On Monday, MLive posted an article entitled, Grand Rapids planning $6.36M trail connector along Grand River

The article states that the federal, state, city and private money necessary to come up with $6.3 million, will be used to connect a bike and pedestrian trail from Leonard St to Riverside Park. As of now, people have to walk on sidewalks or ride their bikes on Monroe in the designated trail connector area.

Walking or biking along the Grand River is a nice thing, and as someone who lives near Riverside Park, I enjoy riding my bicycle through the park or onto the White Pine Trail that is at the north end of the park.

However, the $6.3 million, in reality, is not just to connect the existing pedestrian trail. The whole push from the City of Grand Rapids and the Grand Rapids Whitewater group, is also about development along the Grand River. I mean, look at the list of funders for Grand Rapids Whitewater. It is the same families that dictate the same pro-business bullshit that dominates this city.

= = =

(Short problem 1):
In the Grand River trail text, restate the paragraph beginning "The article states that" in a single shorter sentence, keeping its main facts.
(Short problem 2):
Decide whether each statement agrees with the Grand River trail text, answering yes or no and quoting the words that settle it: (a) The writer lives near Riverside Park. (b) The White Pine Trail is at the south end of Riverside Park. (c) MLive posted the article on a Friday.
(Short problem 3):
Carry on the Grand River trail text, starting after its last sentence.

(Information provided):

= = =

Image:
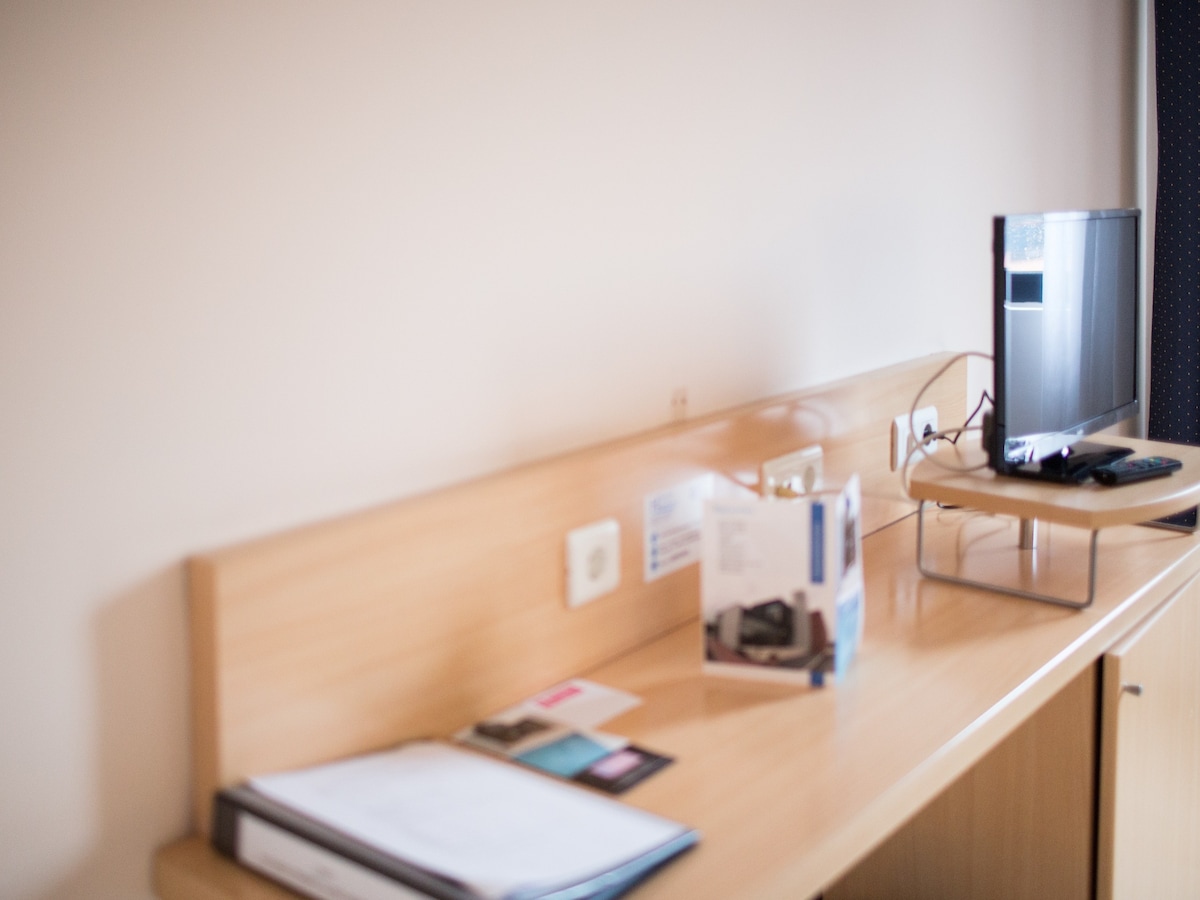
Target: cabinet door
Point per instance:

= = =

(Output 1):
Federal, state, city and private funds totaling $6.3 million will pay for a bike and pedestrian trail connecting Leonard St to Riverside Park, an area where people now have to walk on sidewalks or bike on Monroe.

(Output 2):
(a) Yes: "as someone who lives near Riverside Park"
(b) No: "the White Pine Trail that is at the north end of the park"
(c) No: "On Monday, MLive posted an article"

(Output 3):
In an August 2020 blog post on Grand Rapids Whitewater, the writers claim that these development projects are all about promoting equity. Hell, they even quote Dr. King. Why it is that people are always quoting Dr. King, but never really understand the radical vision and demands that Dr. King was advocating for until he was assassinated? Anyway, Grand Rapids loves to use that term equity, and why not, since the more you use it the more you can convince people that is what this city is committed to. 

However, despite the constant claims of equity, Grand Rapids has the largest wealth gap of any city in Michigan, with Black, latinx and indigenous communities subjected to poverty at alarming rates. Grand Rapids has a significant unhoused population that is increasingly being criminalized and the amount tax breaks that continues to be given to developers and corporations in this community is staggering.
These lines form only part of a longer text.